» YOUR GOAL: Find the word "instance" in the listing, and copy out each line where it turns up.

» INFORMATION PROVIDED:
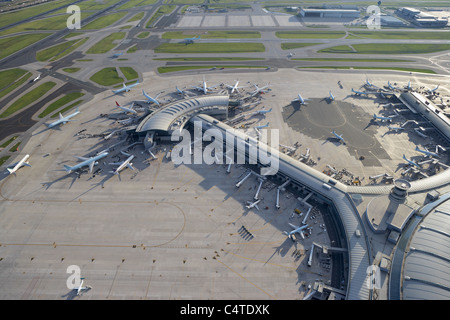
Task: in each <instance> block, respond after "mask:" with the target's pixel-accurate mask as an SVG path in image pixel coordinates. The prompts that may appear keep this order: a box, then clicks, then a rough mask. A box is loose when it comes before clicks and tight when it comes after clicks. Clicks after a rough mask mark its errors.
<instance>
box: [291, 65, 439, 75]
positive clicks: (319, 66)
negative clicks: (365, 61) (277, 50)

» SOLVED EXERCISE:
Task: in each <instance> block, respond after "mask:" with the target's pixel-accurate mask as an SVG path in image pixel coordinates. The prompts that may appear keep this order: a box, then clicks, then a rough mask. A box is loose when it comes before clicks and tight when it comes after clicks. Clicks after a rough mask mark its errors.
<instance>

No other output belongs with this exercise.